• **What this task involves**
Copy every line, leaving nothing out and adding nothing.

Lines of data
⟨

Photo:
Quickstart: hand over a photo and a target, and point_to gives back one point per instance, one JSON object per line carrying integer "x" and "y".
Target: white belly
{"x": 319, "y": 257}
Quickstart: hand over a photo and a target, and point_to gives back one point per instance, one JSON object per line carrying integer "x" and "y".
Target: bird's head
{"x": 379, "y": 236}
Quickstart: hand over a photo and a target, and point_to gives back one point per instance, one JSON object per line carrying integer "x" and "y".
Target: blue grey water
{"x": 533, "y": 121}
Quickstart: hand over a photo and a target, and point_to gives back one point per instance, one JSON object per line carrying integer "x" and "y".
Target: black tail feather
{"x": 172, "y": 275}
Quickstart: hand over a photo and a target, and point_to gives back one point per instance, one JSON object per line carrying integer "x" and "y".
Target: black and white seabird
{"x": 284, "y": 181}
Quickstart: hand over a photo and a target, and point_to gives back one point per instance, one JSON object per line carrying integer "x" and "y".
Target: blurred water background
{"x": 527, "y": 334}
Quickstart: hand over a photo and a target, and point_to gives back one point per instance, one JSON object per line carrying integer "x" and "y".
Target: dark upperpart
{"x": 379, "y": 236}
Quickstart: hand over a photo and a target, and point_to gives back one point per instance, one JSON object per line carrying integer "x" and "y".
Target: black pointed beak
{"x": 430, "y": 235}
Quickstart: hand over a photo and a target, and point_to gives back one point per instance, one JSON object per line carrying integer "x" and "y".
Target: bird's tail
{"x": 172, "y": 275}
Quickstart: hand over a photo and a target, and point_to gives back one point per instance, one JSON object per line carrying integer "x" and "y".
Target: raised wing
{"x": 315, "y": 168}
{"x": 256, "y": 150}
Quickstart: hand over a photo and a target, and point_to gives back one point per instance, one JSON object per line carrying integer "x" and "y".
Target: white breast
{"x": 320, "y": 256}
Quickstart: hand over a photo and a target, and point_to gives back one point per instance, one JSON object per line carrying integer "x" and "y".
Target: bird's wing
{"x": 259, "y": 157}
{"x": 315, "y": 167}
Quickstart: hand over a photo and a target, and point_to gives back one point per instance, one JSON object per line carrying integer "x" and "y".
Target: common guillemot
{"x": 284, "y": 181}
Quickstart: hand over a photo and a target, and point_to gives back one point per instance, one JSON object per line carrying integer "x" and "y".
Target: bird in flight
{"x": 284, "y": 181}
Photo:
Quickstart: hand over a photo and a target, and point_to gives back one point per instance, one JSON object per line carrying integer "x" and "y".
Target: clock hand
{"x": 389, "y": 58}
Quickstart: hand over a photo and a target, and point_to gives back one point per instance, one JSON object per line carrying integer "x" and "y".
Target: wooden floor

⟩

• **Response**
Photo:
Quickstart: hand over a photo and a target, and point_to gives back one point per instance, one JSON object per line carrying integer "x" and "y".
Target: white belly
{"x": 319, "y": 257}
Quickstart: hand over a photo and a target, and point_to gives back one point per instance, one JSON object per line carrying integer "x" and "y".
Target: bird's head
{"x": 379, "y": 236}
Quickstart: hand over a photo and a target, and point_to gives back one point per instance, one JSON object per line carrying integer "x" and "y".
Target: blue grey water
{"x": 533, "y": 121}
Quickstart: hand over a photo and a target, and point_to gives back one point per instance, one JSON object per line carrying integer "x" and "y".
Target: black tail feather
{"x": 172, "y": 275}
Quickstart: hand over a photo and a target, and point_to gives back one point per instance, one JSON object per line carrying integer "x" and "y".
Target: black and white seabird
{"x": 284, "y": 181}
Quickstart: hand over a photo and a target, and point_to gives back one point per instance, one JSON object per line carrying integer "x" and "y".
Target: blurred water background
{"x": 527, "y": 334}
Quickstart: hand over a photo and a target, and point_to gives back one point per instance, one JSON object per line carrying integer "x" and "y".
Target: dark upperpart
{"x": 379, "y": 236}
Quickstart: hand over a photo and a target, and point_to gives back one point per instance, one JSON object per line carrying integer "x" and "y".
Target: black pointed beak
{"x": 430, "y": 235}
Quickstart: hand over a photo and a target, and point_to gives back one point per instance, one JSON object per line carrying integer "x" and "y".
Target: bird's tail
{"x": 172, "y": 275}
Quickstart: hand over a photo and a target, and point_to gives back one point per instance, one JSON object per line carrying integer "x" and "y".
Target: raised wing
{"x": 315, "y": 168}
{"x": 256, "y": 150}
Quickstart: hand over a photo and a target, and point_to gives back one point per instance, one JSON object per line carrying integer "x" and "y".
Target: white breast
{"x": 320, "y": 256}
Quickstart: hand over a photo and a target, and point_to gives back one point per instance, one JSON object per line carrying integer "x" and "y".
Target: bird's wing
{"x": 259, "y": 157}
{"x": 315, "y": 167}
Quickstart: hand over a photo and a target, and point_to gives back one point per instance, one JSON object per line carrying integer "x" and "y".
Target: common guillemot
{"x": 284, "y": 181}
Quickstart: hand over a photo and a target, and point_to gives back one point per instance, one JSON object per line carrying integer "x" and "y".
Target: bird in flight
{"x": 284, "y": 181}
Photo:
Quickstart: hand over a photo and a target, and point_to gives back one point per instance, one JSON object per line carrying integer "x" and "y".
Target: clock hand
{"x": 389, "y": 58}
Quickstart: hand over a photo and a target, and point_to gives back one point per instance, one JSON object per line carrying integer "x" and "y".
Target: wooden floor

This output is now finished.